** Start of Recorded data **

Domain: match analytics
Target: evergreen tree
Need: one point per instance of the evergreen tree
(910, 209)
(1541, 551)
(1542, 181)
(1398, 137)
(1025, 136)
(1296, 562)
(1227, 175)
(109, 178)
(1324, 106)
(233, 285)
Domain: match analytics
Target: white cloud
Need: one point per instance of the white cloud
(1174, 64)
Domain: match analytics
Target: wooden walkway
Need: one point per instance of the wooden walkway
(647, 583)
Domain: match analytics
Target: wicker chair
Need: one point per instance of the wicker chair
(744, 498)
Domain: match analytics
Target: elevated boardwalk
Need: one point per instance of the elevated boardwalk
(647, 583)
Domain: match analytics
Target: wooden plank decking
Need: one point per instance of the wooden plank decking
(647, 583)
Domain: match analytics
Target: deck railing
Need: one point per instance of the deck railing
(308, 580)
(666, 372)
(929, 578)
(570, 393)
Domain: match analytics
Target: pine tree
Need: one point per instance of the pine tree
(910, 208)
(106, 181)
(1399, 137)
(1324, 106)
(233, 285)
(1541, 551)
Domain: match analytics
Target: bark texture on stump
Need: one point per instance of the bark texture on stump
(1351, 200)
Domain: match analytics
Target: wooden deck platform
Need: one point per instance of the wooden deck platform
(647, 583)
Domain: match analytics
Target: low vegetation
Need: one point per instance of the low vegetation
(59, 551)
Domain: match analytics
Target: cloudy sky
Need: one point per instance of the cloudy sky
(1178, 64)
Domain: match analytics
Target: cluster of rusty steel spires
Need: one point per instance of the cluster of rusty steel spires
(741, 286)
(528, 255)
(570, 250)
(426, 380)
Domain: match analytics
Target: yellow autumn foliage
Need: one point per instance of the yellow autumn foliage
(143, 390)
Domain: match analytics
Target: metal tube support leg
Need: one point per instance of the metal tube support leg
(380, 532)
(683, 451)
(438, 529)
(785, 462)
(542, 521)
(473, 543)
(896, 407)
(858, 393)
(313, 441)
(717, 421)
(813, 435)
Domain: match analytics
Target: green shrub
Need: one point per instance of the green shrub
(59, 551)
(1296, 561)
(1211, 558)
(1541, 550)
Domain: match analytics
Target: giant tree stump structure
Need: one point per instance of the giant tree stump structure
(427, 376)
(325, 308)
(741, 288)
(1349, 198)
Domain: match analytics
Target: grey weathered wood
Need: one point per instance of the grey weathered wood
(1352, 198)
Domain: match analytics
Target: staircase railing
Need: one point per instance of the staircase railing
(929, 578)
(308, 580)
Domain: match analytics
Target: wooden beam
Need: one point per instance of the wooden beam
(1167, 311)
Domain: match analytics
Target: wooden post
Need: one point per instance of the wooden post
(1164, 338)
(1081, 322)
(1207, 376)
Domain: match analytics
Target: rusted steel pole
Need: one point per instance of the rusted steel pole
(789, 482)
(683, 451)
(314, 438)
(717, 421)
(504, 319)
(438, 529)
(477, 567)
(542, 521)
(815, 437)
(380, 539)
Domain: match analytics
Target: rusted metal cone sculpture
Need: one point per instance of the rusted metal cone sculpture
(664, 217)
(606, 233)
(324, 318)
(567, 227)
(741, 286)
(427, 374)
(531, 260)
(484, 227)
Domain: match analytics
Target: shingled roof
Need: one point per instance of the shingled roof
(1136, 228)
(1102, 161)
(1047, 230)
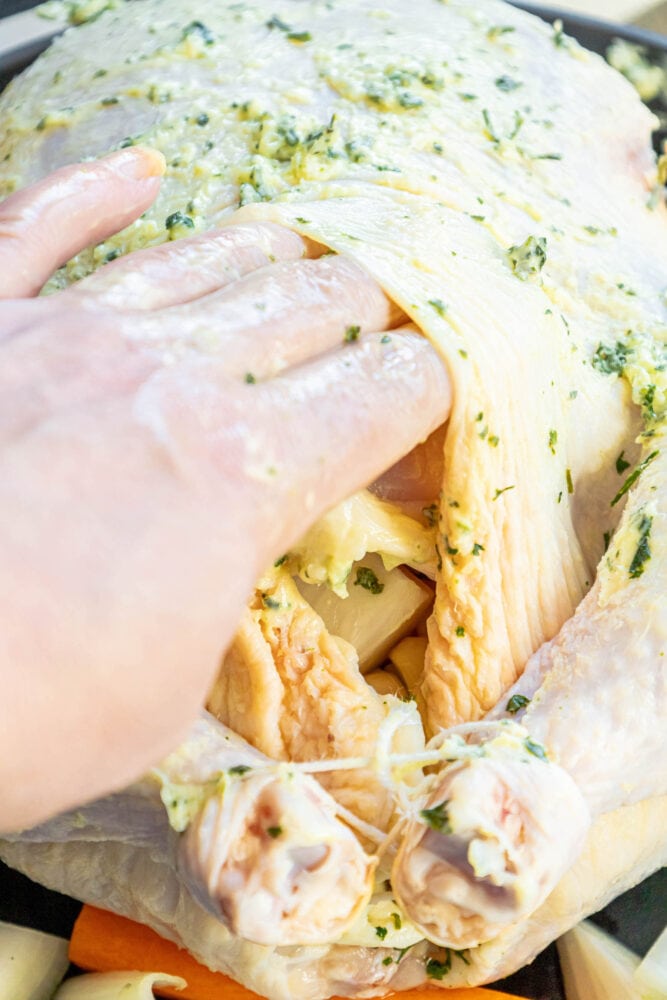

** End of Recorded data **

Task brief
Identify every line in the records above that contains the word "pine", and copy each of those lines in full.

The output
Target: pine tree
Need: one point per instance of the pine tree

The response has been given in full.